* _Exercise directions_
Retype all of the data below word for word and line for line, leaving out the pictures.

..........

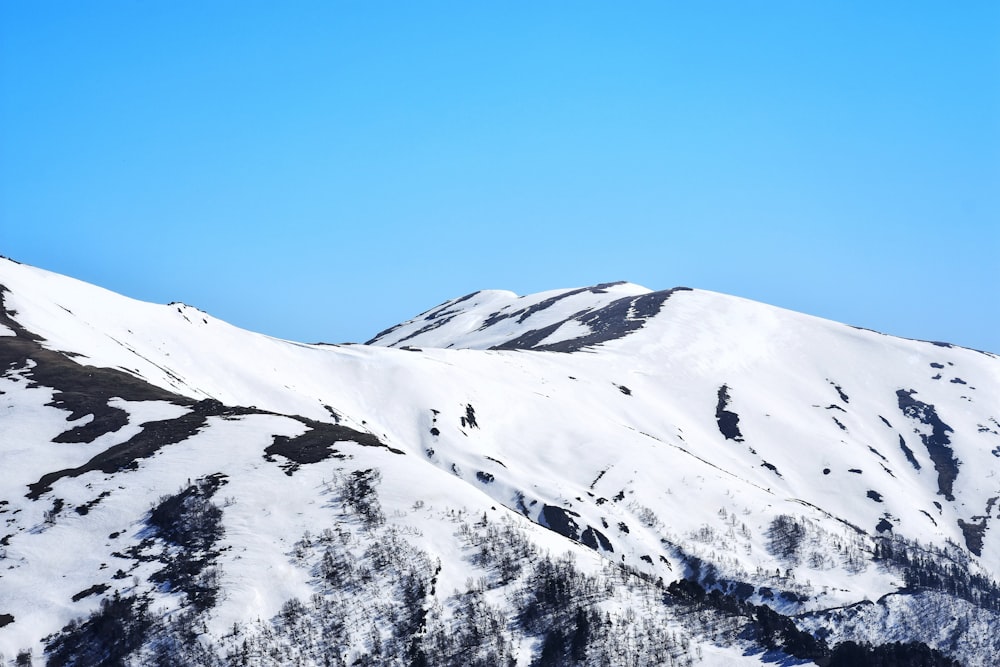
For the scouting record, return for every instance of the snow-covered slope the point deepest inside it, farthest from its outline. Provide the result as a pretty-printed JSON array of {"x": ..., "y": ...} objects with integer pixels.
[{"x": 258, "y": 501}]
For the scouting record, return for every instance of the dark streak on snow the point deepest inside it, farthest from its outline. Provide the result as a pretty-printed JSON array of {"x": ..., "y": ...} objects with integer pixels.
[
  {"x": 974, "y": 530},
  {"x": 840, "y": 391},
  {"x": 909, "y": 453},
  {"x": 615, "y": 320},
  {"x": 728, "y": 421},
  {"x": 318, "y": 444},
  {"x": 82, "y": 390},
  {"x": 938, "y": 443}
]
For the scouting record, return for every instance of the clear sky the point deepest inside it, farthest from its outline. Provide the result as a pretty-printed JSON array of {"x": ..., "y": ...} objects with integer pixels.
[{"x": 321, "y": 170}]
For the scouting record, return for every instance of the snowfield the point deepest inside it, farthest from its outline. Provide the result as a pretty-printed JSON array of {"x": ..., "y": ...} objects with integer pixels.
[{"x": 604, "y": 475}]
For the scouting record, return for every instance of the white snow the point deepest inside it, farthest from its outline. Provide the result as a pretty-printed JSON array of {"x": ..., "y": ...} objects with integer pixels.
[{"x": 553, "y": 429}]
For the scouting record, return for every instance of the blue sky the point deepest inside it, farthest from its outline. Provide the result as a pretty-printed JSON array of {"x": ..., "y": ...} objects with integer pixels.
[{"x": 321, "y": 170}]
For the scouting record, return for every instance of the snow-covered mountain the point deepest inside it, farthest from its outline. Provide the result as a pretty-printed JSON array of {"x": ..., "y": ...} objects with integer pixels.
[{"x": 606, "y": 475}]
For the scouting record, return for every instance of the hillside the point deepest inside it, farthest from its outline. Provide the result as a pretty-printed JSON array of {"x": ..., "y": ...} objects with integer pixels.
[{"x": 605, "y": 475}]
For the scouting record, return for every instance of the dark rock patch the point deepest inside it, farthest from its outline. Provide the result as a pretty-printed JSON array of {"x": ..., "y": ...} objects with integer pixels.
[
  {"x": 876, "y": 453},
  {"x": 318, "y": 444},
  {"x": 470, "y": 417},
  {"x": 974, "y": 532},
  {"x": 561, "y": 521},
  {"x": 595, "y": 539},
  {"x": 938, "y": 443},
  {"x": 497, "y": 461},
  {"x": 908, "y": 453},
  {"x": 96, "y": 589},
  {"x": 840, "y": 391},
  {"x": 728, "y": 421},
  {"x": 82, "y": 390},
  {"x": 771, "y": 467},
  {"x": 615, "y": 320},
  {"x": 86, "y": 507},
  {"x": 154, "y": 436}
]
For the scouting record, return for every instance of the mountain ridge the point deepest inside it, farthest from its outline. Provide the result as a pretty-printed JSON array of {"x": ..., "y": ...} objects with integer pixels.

..........

* _Response below_
For the scouting record, return for every instance of the snow-covered slope the point deepest inside it, farthest from its outline. Provide the result as a pretty-printed JSON array of {"x": ..., "y": ...} objects with integer pixels.
[{"x": 258, "y": 501}]
For the scouting record, return for every instance of the dark streak on snow the point deepest inside it, farthest from its outline. Provide the result as a pretty-printed JSON array of {"x": ..., "y": ...} objects with integer pixels.
[
  {"x": 974, "y": 530},
  {"x": 840, "y": 391},
  {"x": 909, "y": 453},
  {"x": 615, "y": 320},
  {"x": 728, "y": 421},
  {"x": 318, "y": 444},
  {"x": 82, "y": 390},
  {"x": 938, "y": 443}
]
For the scouting record, return for every instance of the clear sky the point deepest inside it, farthest from its outline. Provide the result as a pretty-printed JSON array of {"x": ..., "y": ...} objects with integer pixels.
[{"x": 321, "y": 170}]
For the scouting record, return for every instance of the snowfield the point deepest inside it, farthest from its outline. Provide the result as a pretty-printed JSON array of {"x": ..., "y": ...} objects with integer pixels.
[{"x": 604, "y": 475}]
For the scouting record, return for every instance of the white snow the point deepest inside it, farthest from its outline. Provide the result as a pretty-printed JSON array of {"x": ..., "y": ...} objects with integer pixels.
[{"x": 553, "y": 429}]
For the scouting record, return for every instance of the blue sky the point deepest inside it, farthest from its outline. Provide the result as a pretty-printed JSON array of {"x": ..., "y": ...} objects with integer pixels.
[{"x": 321, "y": 170}]
For the scouting record, return for every instance of the snow-covered mountain the point deepest inside it, farthest from its outline. Provide the result as a pretty-printed JSON array of {"x": ..., "y": ...} objects with integer pixels.
[{"x": 606, "y": 475}]
For the scouting record, return for every instance of the hillside the point deepest inside it, farthest from its outline. Provide the result as a pretty-printed JSON array of {"x": ..., "y": ...} objects with integer pixels.
[{"x": 605, "y": 475}]
For the scouting record, return for every instance of the dark rock patch the point deepest inside it, farthest from its outline. Provide the result as a pretty-printed JSON array of {"x": ..., "y": ...} objects with integer pixels.
[
  {"x": 876, "y": 453},
  {"x": 318, "y": 444},
  {"x": 470, "y": 417},
  {"x": 974, "y": 532},
  {"x": 561, "y": 521},
  {"x": 595, "y": 539},
  {"x": 938, "y": 443},
  {"x": 497, "y": 461},
  {"x": 908, "y": 453},
  {"x": 96, "y": 589},
  {"x": 840, "y": 391},
  {"x": 728, "y": 421},
  {"x": 82, "y": 390},
  {"x": 771, "y": 467},
  {"x": 615, "y": 320},
  {"x": 86, "y": 507},
  {"x": 154, "y": 436}
]
For the scouting record, return for every instance of the mountain ridge the point deepest inside it, farthest from its outline. Provide the result as a pretty-printed JSON array of {"x": ..., "y": ...} objects with integer pixels.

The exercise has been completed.